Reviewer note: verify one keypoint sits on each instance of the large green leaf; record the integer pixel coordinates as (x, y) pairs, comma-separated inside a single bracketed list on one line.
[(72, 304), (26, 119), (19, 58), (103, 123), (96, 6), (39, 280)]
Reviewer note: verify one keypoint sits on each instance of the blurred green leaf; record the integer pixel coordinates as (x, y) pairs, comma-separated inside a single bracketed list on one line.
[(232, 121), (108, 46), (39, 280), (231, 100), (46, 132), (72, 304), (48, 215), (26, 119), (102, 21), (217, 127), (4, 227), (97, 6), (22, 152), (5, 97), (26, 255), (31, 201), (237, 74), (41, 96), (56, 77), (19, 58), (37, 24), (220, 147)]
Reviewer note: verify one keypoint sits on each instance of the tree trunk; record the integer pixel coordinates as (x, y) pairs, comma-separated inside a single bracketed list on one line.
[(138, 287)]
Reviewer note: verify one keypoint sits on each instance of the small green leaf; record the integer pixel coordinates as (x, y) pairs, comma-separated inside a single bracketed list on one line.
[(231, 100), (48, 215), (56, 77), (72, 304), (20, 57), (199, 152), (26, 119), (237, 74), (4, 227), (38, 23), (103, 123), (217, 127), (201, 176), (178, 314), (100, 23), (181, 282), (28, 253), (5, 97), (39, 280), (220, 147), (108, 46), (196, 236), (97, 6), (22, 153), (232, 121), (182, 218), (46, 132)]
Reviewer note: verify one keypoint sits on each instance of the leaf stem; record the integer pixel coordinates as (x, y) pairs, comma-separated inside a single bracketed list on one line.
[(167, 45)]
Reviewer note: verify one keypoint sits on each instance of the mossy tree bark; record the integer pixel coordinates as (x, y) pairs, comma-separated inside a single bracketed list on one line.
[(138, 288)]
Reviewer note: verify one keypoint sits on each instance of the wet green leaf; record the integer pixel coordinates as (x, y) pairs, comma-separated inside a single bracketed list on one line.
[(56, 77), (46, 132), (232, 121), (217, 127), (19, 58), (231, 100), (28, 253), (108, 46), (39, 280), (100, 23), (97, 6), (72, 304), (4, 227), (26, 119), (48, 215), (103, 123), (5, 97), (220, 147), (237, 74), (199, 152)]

==========

### [TO BE DONE]
Please put the entries above into a two-column CSV headed note,keypoints, with one row per entry. Each row should hold the entry's text under note and its answer under keypoints, each in a single quoted field with any line breaks replaced by spaces.

### [SOLUTION FOR THIS PROBLEM]
note,keypoints
"Reviewer note: verify one keypoint sits on each instance of the large green leaf; record the integer pixel coordinates as (x, y) pairs, comma-separated inside a single bracketed list on one line.","[(72, 304), (26, 119), (19, 58), (103, 123), (96, 6), (39, 280)]"
"Reviewer note: verify one keypoint sits on each instance of the blurred green leaf; record the integer pixel coordinates as (x, y) pairs, comma-separated inside a single bracketed list on one line.","[(232, 121), (108, 46), (39, 280), (231, 100), (46, 132), (72, 304), (48, 215), (26, 119), (102, 21), (217, 127), (4, 227), (97, 6), (22, 152), (5, 97), (26, 255), (31, 201), (237, 74), (41, 96), (56, 77), (19, 58), (37, 24), (220, 147)]"
"Reviewer note: verify one keypoint sits on each instance of the tree trunk; record the integer pixel coordinates as (x, y) pairs, comma-separated inside a single bracketed list on one line.","[(138, 287)]"
"Reviewer note: verify one keypoint sits on each instance of the small green leaf; record the integer pixel coordinates as (x, y) pairs, comma-separated inside a single bracketed list on one line.","[(231, 100), (48, 215), (56, 77), (72, 304), (20, 57), (199, 152), (26, 119), (237, 74), (4, 227), (38, 23), (103, 123), (217, 127), (201, 176), (178, 314), (100, 23), (181, 282), (28, 253), (5, 97), (39, 280), (220, 147), (108, 46), (196, 236), (97, 6), (22, 153), (232, 121), (182, 218), (46, 132)]"
"Reviewer note: verify one keypoint sits on each instance of the leaf stem; record the integer pixel coordinates as (x, y) pairs, comma-separated inside a single bracketed list on one line.","[(167, 45)]"
"Reviewer note: verify one keypoint sits on each instance of the mossy tree bark; record the integer pixel coordinates as (x, y) pairs, comma-separated inside a single bracketed list on one line.","[(138, 288)]"
"Reviewer note: verify one keypoint sits on each instance of the wet green leaf; record the integer pixel coordinates as (x, y) pairs, comma-separated inside a single bracketed list on one line.","[(56, 77), (46, 132), (232, 121), (217, 127), (19, 58), (231, 100), (28, 253), (108, 46), (39, 280), (100, 23), (97, 6), (72, 304), (4, 227), (26, 119), (48, 215), (103, 123), (5, 97), (220, 147), (237, 74), (199, 152)]"